# 分析用テキスト
----------

大西: 東日本大震災からもう11年経ちますが、だんだん忘れていきますよね。忘れてしまう所を再度思い出してもらう意味で、経産省、警察庁など、いろいろなところで話し合いが始まっているということなのだと思います。

コロナの時のイメージが分かりやすいかと思いますが、患者さんの立場からするとコロナの時も最初はベッドの受け入れができていたのに、雲行きが怪しくなって一気に自宅療養に変わりました。そのイメージがあると医療機関あるいは行政を信用することが難しい可能性もありますよね。

市川さん: 先ほどの共助の部分の「透析を支援するためのネットワーク」というのは、基本的には大規模な災害の時にはそのシステムを優先すると決まっています。そのため、例えば近くの病院に駆け込むといった場合に、基本的には全ての医療および透析施設がネットワークの調整を最優先に動くことが定められています。

例えば、空いてるベットがあるからすぐに透析をしてあげられるかというと難しく、そこは調整用のベッドになっているという可能性も高いわけですね。そうすると、多くの患者様が、特に比較的楽観的な患者様は、「そんなのどうにかなるだろう」とおっしゃる方もいらっしゃるのですが、基本的にはどうにもなりません。

----------

# 実施事項 A
災害時の透析に関する文章によると、大規模な災害の時、全ての医療および透析施設は何を最優先に動くことが定められていますか。
# 実施事項 B
災害時の透析に関する文章を、最後の文の後から書き進めてください。

----------

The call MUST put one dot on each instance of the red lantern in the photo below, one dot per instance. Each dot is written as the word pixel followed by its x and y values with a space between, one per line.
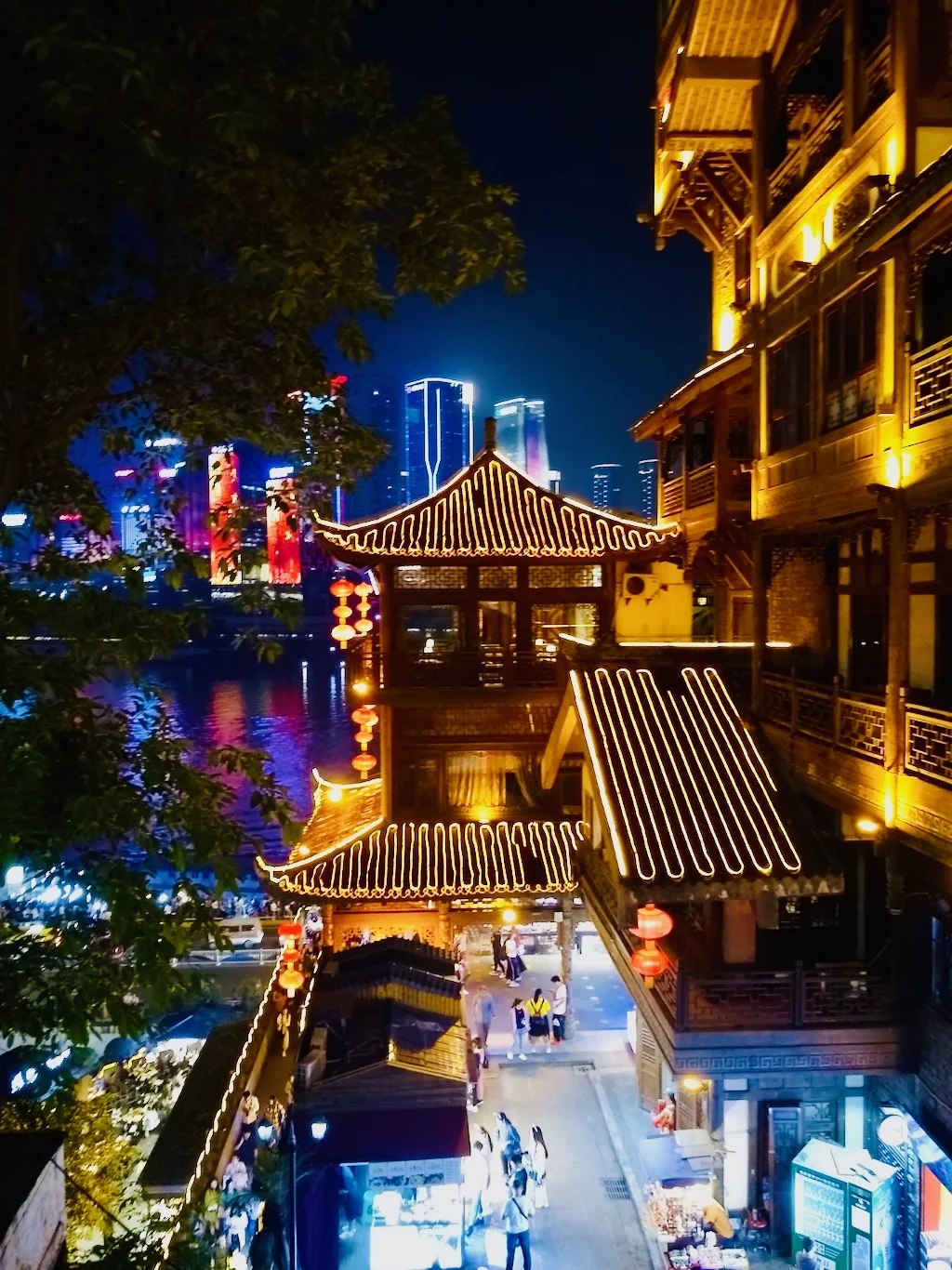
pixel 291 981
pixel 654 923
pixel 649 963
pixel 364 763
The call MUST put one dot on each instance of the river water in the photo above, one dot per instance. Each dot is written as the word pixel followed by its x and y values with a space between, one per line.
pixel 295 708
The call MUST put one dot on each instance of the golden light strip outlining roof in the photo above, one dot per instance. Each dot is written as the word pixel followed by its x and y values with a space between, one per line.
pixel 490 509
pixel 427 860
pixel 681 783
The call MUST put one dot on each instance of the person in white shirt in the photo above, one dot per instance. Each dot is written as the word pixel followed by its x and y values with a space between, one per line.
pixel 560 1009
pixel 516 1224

----------

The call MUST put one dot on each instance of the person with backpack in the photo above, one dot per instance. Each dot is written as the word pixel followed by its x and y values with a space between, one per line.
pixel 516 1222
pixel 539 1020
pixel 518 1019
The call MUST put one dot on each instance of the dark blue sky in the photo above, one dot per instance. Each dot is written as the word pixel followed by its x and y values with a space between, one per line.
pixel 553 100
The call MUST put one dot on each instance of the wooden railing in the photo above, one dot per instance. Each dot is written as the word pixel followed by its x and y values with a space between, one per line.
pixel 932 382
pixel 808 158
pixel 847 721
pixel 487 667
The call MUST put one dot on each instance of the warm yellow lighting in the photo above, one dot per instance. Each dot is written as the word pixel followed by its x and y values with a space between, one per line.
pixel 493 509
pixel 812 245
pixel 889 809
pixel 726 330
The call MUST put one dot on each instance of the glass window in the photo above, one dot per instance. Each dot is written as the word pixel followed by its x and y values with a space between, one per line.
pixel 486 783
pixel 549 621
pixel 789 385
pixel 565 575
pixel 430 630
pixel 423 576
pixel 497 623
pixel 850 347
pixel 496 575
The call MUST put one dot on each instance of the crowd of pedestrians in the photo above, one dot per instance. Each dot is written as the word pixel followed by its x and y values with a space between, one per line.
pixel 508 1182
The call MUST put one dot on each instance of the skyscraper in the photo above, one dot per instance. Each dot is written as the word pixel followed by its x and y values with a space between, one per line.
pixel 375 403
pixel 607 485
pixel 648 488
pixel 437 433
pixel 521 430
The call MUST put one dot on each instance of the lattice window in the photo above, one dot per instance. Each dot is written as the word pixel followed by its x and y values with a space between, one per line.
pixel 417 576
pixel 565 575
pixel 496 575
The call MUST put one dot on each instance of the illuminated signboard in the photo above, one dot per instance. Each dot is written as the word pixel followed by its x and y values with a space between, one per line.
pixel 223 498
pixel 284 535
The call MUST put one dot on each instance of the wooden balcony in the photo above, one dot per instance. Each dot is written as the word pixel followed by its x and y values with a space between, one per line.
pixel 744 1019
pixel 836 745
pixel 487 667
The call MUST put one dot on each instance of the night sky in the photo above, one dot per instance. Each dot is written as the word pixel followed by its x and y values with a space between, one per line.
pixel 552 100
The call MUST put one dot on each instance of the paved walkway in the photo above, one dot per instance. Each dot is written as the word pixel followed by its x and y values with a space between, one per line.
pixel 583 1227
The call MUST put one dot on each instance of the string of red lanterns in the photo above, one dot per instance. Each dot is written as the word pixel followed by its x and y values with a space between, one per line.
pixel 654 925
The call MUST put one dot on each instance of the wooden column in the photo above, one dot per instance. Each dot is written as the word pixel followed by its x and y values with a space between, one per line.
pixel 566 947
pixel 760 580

----------

# 回答欄 A
透析を支援するためのネットワークの調整を最優先に動くことが定められています。

# 回答欄 B
それから、大きな病院に通っているから「いざとなったら大学病院に行くよ」とか「地域の基幹病院に行くよ」とおっしゃる方もいるのですが、これも医療従事者側の都合ですが、大きな病院ほど、例えば外傷者であるとか、クラッシュ症候群のような緊急性の高い患者様を優先することになるため、透析患者のプライオリティは実はそれほど高くありません。

東日本大震災を契機に、いわゆる「要支援患者」、「要配慮者」という考え方が生まれました。要は社会的な弱者を(災害時など)そういった場合には行政がサポートとします、という意味です。

その対象者には、内部障害者や他にも色々な支援する対象の方たちがいます。透析患者はやっと入ったのですが、非常に優先度の順位が低いです。

というのは、平時十分な透析を受けていて自己管理ができていれば、透析を数日やらなくても重大な障害を起こす可能性は極めて低い、と認識されているためです。

今まさに治療をしなければいけない人と、何日か様子を見ても大丈夫な人であれば、おのずと優先度の高い人を診る、という話になるのです。大きな病院はそういった方たちを診ることになり、むしろ大きな病院で透析だけをやればいい人は、町のクリニックで引き受けてほしいと医療従事者側は想定しています。

近くの病院になんとか駆け込めばどうにかなる、と考えていらっしゃる方が一定数いらっしゃるのですが、この考え方は非常に危険で、にっちもさっちもいかなくなる可能性は非常に高いとお伝えしています。けれども、なかなかこの危機感を持っていただける方は少ないのが現状です。

大西: そうですね。実際日頃からの体のコントロール、食事も水分量もそういうところが上手くいけば、数日間であれば透析なしでも生き延びられますね。でも、それが普段からたくさん除水しなければいけないような方であれば、当然すぐに悪化しますよね。

では、今すぐ患者自身として何を準備しておけば良いのでしょうか。透析カードなどの備えについては聞いたのですが、体のコントロールについてはどんなことに気を付ければ良いのでしょうか。

市川さん: 基本的には普段の透析と同じで、体重のコントロール、食事量のコントロールは非常に重要になります。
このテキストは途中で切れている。